--- start Material supplied ---

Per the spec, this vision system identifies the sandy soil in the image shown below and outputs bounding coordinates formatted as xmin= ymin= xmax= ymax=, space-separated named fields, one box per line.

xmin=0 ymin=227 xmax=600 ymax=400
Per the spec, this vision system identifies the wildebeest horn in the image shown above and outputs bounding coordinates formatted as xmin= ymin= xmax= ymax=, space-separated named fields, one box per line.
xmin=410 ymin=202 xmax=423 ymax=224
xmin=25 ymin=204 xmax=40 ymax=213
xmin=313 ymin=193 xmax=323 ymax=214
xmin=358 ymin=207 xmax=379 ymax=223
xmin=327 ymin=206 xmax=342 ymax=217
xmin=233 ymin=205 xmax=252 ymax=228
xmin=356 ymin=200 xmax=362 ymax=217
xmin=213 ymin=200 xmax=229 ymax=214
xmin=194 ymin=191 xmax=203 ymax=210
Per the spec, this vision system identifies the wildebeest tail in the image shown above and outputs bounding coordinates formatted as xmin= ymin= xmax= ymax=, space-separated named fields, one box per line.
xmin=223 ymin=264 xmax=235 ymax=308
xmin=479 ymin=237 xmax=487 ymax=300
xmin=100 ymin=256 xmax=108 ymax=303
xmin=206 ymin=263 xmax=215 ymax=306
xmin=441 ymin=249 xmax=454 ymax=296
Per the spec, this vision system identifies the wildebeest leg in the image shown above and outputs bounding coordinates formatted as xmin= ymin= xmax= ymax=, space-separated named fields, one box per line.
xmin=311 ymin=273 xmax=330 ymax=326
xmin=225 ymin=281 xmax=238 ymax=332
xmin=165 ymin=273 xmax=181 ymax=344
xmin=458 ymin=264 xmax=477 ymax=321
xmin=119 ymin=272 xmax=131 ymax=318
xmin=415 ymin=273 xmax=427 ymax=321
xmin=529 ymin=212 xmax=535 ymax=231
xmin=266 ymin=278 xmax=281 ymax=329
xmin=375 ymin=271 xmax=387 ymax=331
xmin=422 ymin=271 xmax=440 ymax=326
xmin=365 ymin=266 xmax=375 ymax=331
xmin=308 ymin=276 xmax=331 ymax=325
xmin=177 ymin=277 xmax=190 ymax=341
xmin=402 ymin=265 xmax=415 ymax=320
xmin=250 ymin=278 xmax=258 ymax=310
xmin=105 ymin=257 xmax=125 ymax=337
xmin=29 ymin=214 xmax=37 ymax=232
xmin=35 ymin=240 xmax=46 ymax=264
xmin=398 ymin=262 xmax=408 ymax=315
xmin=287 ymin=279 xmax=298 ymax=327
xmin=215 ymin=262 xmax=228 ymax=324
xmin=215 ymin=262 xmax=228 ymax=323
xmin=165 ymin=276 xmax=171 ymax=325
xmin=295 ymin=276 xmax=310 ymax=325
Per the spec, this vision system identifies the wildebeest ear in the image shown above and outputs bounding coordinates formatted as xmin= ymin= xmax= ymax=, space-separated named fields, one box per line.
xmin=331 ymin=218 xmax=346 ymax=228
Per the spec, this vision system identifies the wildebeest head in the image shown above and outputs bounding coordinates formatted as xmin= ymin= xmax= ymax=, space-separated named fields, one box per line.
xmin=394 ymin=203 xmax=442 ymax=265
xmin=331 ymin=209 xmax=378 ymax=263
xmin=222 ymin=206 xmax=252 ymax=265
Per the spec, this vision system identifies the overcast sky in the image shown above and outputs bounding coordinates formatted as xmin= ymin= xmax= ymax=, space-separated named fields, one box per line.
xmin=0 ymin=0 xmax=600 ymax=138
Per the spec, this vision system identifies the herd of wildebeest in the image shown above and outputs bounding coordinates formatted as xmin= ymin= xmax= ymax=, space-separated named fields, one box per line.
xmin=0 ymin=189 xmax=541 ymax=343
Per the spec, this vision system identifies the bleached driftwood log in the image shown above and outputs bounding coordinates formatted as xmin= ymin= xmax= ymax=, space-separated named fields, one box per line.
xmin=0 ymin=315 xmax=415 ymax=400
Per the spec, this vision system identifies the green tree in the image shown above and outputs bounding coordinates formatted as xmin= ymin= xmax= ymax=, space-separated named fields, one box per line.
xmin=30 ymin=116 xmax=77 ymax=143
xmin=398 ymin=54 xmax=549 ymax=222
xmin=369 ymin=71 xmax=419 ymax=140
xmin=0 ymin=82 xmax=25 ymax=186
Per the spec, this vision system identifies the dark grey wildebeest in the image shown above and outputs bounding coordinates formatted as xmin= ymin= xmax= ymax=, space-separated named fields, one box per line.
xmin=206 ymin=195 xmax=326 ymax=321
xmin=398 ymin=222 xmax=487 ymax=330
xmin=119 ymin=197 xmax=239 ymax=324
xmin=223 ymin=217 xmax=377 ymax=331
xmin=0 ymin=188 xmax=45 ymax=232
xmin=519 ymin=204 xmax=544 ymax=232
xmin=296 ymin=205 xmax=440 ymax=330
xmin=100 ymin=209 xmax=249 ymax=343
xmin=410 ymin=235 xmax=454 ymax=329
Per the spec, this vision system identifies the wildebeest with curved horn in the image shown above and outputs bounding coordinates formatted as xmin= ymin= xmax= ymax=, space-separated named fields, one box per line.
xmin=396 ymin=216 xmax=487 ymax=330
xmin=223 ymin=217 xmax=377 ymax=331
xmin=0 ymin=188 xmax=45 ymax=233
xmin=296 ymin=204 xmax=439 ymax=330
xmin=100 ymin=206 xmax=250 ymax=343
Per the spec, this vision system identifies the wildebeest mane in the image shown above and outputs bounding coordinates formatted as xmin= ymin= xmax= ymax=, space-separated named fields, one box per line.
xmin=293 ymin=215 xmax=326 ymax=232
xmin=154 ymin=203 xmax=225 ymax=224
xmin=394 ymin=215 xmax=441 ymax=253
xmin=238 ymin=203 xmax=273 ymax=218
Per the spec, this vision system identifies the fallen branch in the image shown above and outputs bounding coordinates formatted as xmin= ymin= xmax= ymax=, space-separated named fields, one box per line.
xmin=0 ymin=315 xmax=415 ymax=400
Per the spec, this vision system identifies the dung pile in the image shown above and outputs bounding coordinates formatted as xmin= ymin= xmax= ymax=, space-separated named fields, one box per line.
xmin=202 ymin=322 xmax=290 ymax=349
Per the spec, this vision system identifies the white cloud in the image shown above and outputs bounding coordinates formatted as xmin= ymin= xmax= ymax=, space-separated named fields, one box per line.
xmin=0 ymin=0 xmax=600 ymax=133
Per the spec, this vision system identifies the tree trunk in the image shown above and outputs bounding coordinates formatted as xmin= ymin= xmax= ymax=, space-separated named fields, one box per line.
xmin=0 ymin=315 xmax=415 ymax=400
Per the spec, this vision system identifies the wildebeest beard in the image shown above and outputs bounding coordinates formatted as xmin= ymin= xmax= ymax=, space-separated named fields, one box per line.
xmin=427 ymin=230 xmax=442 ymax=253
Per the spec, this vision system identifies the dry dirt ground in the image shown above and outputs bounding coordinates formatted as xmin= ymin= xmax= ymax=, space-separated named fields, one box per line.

--- end Material supplied ---

Written instruction: Render the records from their start up to and including the line containing "xmin=194 ymin=191 xmax=203 ymax=210" as a two-column CSV with the header text,answer. Give one row per text paired with its answer, with each field enclosed in quotation marks and any line breaks within it replaced by spaces.

Result for this task:
text,answer
"Per the spec, this vision system identifies the sandy soil in the image shown below and outputs bounding coordinates formatted as xmin= ymin= xmax= ymax=, space-separated named fields, one box per line.","xmin=0 ymin=227 xmax=600 ymax=400"
"Per the spec, this vision system identifies the wildebeest horn in the image shown above and outputs bounding coordinates formatted as xmin= ymin= xmax= ymax=, space-separated named fields, one box per line.","xmin=410 ymin=202 xmax=423 ymax=224 xmin=25 ymin=204 xmax=40 ymax=213 xmin=313 ymin=193 xmax=323 ymax=214 xmin=358 ymin=207 xmax=379 ymax=223 xmin=327 ymin=206 xmax=342 ymax=217 xmin=233 ymin=205 xmax=252 ymax=228 xmin=356 ymin=200 xmax=362 ymax=217 xmin=213 ymin=200 xmax=229 ymax=214 xmin=194 ymin=191 xmax=203 ymax=210"